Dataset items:
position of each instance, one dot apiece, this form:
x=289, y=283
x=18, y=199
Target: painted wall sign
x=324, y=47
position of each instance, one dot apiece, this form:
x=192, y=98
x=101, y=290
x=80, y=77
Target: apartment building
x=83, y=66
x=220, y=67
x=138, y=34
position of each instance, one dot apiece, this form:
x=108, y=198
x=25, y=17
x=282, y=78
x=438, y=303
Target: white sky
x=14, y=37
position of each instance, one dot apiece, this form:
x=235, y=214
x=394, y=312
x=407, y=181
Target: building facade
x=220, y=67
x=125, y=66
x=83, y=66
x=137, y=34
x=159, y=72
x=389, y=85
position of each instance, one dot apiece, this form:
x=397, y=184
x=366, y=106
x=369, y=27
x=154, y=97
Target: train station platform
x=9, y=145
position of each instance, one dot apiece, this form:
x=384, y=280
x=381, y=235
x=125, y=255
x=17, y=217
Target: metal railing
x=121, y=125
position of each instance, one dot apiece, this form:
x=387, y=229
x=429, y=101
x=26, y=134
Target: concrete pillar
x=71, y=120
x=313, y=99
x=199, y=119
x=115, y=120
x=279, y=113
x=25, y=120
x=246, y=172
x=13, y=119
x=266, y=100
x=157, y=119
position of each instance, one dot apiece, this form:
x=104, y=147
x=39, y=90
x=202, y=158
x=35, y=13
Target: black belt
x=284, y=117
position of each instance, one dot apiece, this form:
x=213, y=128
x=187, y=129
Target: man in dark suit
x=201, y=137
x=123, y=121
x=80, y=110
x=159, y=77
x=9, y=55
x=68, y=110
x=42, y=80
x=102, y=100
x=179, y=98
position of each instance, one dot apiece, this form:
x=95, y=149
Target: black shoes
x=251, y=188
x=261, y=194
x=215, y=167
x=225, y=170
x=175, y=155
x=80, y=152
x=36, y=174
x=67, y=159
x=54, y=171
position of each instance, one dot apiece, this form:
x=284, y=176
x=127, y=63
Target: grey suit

| Problem requirements |
Rewrite all of the records above, replacing every occurrence of "Target" with "Object" and leaving everything else unchanged.

| Full response |
position of each instance, one dot apiece, this form:
x=289, y=283
x=18, y=199
Object: painted wall sign
x=324, y=47
position of each instance, one dot apiece, this form:
x=192, y=98
x=101, y=290
x=80, y=77
Object: apartment building
x=83, y=66
x=220, y=67
x=138, y=34
position of each instance, one dot apiece, this form:
x=108, y=198
x=25, y=17
x=282, y=78
x=438, y=303
Object: white sky
x=14, y=37
position of each instance, one dot apiece, this form:
x=235, y=214
x=394, y=312
x=407, y=181
Object: building facade
x=220, y=67
x=125, y=66
x=83, y=66
x=137, y=34
x=159, y=72
x=389, y=85
position of each instance, one dot apiece, this form:
x=397, y=184
x=366, y=106
x=369, y=27
x=154, y=97
Object: train station platform
x=9, y=145
position of each instance, one dot apiece, this form:
x=384, y=280
x=381, y=235
x=125, y=255
x=17, y=217
Object: metal railing
x=121, y=125
position of each instance, one dot apiece, this form:
x=387, y=229
x=429, y=101
x=26, y=134
Object: concrete pillar
x=71, y=120
x=313, y=99
x=199, y=119
x=115, y=120
x=279, y=113
x=25, y=120
x=246, y=172
x=13, y=119
x=266, y=100
x=157, y=119
position of each instance, one dot apiece, this form:
x=104, y=147
x=39, y=90
x=202, y=158
x=35, y=13
Object: black belt
x=284, y=117
position of each instance, one dot apiece, this form:
x=213, y=128
x=187, y=129
Object: man in dark suit
x=201, y=137
x=123, y=121
x=80, y=110
x=159, y=77
x=9, y=55
x=68, y=110
x=42, y=80
x=102, y=100
x=179, y=98
position of each instance, one dot apiece, this form:
x=95, y=149
Object: black shoes
x=251, y=188
x=261, y=194
x=215, y=167
x=225, y=170
x=175, y=155
x=80, y=152
x=36, y=174
x=67, y=159
x=54, y=171
position of each instance, one dot apiece, this form:
x=284, y=176
x=127, y=63
Object: grey suit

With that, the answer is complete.